RECORDS FOR THE TASK ▸
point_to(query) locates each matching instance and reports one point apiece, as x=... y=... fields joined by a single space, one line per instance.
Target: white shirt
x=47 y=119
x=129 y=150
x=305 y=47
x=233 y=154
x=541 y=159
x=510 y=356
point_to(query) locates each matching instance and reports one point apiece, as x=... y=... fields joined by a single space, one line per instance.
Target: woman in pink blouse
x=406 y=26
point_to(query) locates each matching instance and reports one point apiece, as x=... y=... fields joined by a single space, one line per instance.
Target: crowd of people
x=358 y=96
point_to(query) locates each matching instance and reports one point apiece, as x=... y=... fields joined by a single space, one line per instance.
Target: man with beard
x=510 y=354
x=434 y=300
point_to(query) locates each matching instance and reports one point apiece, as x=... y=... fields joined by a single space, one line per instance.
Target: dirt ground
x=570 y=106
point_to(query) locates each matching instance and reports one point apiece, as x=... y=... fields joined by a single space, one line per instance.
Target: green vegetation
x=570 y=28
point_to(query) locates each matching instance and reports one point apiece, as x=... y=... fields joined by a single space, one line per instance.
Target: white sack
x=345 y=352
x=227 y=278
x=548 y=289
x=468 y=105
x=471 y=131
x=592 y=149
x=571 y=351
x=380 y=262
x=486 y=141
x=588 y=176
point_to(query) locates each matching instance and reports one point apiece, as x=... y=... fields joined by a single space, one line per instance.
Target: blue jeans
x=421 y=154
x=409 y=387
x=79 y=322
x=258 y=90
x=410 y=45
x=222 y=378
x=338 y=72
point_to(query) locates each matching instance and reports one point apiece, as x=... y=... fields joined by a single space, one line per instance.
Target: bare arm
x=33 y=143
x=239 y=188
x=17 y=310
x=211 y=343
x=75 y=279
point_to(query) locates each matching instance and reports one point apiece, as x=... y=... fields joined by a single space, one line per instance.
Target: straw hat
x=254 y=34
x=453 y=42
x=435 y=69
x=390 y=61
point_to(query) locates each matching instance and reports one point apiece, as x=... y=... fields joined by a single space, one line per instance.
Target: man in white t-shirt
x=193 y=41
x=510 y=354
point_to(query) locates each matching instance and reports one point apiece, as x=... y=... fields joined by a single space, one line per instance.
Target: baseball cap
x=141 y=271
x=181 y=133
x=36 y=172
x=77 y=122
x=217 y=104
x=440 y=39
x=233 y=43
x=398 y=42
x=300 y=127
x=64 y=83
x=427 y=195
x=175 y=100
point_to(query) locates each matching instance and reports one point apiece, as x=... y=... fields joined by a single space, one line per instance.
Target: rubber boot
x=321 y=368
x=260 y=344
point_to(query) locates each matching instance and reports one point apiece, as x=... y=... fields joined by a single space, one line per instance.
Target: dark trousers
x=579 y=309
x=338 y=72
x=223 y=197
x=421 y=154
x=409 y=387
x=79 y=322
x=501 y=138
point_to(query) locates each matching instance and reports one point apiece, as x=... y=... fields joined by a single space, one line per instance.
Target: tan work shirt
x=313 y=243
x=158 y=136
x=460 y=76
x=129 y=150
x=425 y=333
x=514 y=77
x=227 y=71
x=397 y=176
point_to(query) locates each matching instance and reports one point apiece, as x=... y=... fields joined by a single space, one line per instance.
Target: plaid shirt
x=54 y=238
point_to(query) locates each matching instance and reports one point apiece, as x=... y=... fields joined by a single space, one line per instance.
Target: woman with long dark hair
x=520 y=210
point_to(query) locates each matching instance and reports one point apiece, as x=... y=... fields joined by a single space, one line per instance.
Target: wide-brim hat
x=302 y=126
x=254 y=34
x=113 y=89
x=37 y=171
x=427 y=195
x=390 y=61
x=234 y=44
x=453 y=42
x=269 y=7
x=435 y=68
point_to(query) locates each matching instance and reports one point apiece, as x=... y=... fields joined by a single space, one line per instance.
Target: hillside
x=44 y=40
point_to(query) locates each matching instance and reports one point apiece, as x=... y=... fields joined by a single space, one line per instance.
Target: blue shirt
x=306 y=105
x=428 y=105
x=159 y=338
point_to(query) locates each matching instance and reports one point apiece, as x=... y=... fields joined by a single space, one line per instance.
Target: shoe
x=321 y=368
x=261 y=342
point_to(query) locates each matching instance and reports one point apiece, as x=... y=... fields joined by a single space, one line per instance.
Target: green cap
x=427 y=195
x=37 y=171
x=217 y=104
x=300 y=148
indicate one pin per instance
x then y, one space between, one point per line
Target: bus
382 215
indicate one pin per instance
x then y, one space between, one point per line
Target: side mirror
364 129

ACTION ITEM ▸ The data above must be restated word for word.

EXERCISE SOLUTION ▸
point_to(query) locates each matching instance and reports one point apiece, as x=... y=... fields joined by a single space, one line per instance.
Target: white shirt
x=47 y=119
x=129 y=150
x=305 y=47
x=233 y=154
x=541 y=159
x=510 y=356
point_to(query) locates each matching instance and reports one point apiece, as x=... y=... fields joined by a single space, one line per instance.
Target: woman in pink blouse
x=406 y=26
point_to(query) locates each matching instance and reports one point apiece, as x=... y=... fields joined by a single space, one line per instance.
Target: crowd of people
x=358 y=96
point_to(query) locates each matching instance and reports one point apiece, as x=... y=... fields joined by a single space, one line per instance.
Target: man with beard
x=510 y=354
x=434 y=300
point_to(query) locates each matching instance and reports one point apiece, as x=... y=... fields joined by a single space, one line per instance.
Target: dirt ground
x=570 y=106
point_to(query) locates each matching instance and reports one point apiece, as x=... y=... fields joined by a single space, one line per instance.
Target: green vegetation
x=570 y=28
point_to(query) locates each matching instance and reports one point apiece, as x=... y=... fields joined by a single space, one line per instance.
Target: white sack
x=345 y=352
x=227 y=278
x=548 y=289
x=468 y=105
x=471 y=131
x=592 y=149
x=571 y=351
x=380 y=262
x=486 y=141
x=588 y=176
point_to(query) locates each matching instance and reports one point apiece, as x=... y=... fields joined by a single space, one line per instance.
Target: blue jeans
x=421 y=154
x=409 y=387
x=79 y=322
x=258 y=90
x=410 y=45
x=222 y=378
x=338 y=72
point_to(query) locates each matching instance and reports one point apiece, as x=... y=... fields joined by a single space, one line per instance.
Target: bare arm
x=33 y=143
x=239 y=188
x=17 y=310
x=211 y=343
x=75 y=279
point_to(query) locates each matching instance and reports one point apiece, as x=... y=... fields joined by a single space, one line per instance.
Target: straw hat
x=254 y=34
x=453 y=42
x=435 y=69
x=390 y=61
point_to(query) locates each matching instance and reports one point apiece, as x=... y=... fields joined by a single space, one line per instance.
Target: man in white t-shirt
x=193 y=41
x=510 y=354
point_to(query) locates each matching instance and reports one point apiece, as x=... y=... fields joined by a single space, one line per instance.
Target: baseball cap
x=141 y=271
x=181 y=133
x=36 y=172
x=77 y=122
x=217 y=104
x=440 y=39
x=233 y=43
x=398 y=42
x=300 y=127
x=64 y=83
x=427 y=195
x=175 y=100
point_to(query) locates each matching instance and reports one point apiece, as x=... y=... fields joined by a single space, one line per instance.
Target: rubber boot
x=321 y=368
x=260 y=344
point_to(query) locates each matching instance and reports one point apiece, as x=... y=... fields joined by a single space, one line per instance.
Target: dark trousers
x=579 y=309
x=338 y=72
x=223 y=197
x=421 y=154
x=409 y=387
x=79 y=322
x=501 y=138
point_to(query) locates each matching instance and reports one point apiece, as x=... y=... fields joined by a single space, one line per instance.
Target: tan work shirt
x=313 y=243
x=158 y=136
x=460 y=76
x=129 y=150
x=425 y=333
x=514 y=77
x=227 y=71
x=397 y=176
point_to(query) locates each matching instance and reports one point apiece, as x=... y=... fields joined by a single space, one line per instance.
Target: plaid shirt
x=54 y=238
point_to(query) locates each matching instance and reports one point apiece, as x=... y=... fields joined by a single space, one line per instance.
Target: woman with long dark hair
x=520 y=210
point_to(query) locates each matching instance and reports one point apiece, as x=... y=... fields joined by a single space, one line per instance.
Target: wide-brim hat
x=302 y=126
x=254 y=34
x=113 y=89
x=37 y=171
x=427 y=195
x=390 y=61
x=234 y=44
x=453 y=42
x=269 y=7
x=435 y=68
point_to(query) locates each matching instance and reports one point apiece, as x=... y=... fields joined by a single space, one line per instance.
Target: hillside
x=44 y=40
point_to(query) locates each matching instance and reports one point apiece, as x=... y=... fields joined by a single space, one line per instance.
Target: blue shirt
x=306 y=105
x=428 y=105
x=159 y=338
point_to(query) locates each matching instance and reports one point apiece, as x=... y=... fields joined by a single space, one line per instance.
Target: shoe
x=321 y=368
x=261 y=342
point_to(query) locates each matching instance and reports one point apiece, as x=... y=... fields joined by a single space, one line per instance.
Target: green cap
x=427 y=195
x=37 y=171
x=217 y=104
x=300 y=148
indicate one pin per instance
x then y, one space between, one point per line
Target: bus
382 215
indicate one pin per instance
x then y, one space between, one point per line
Target: side mirror
364 129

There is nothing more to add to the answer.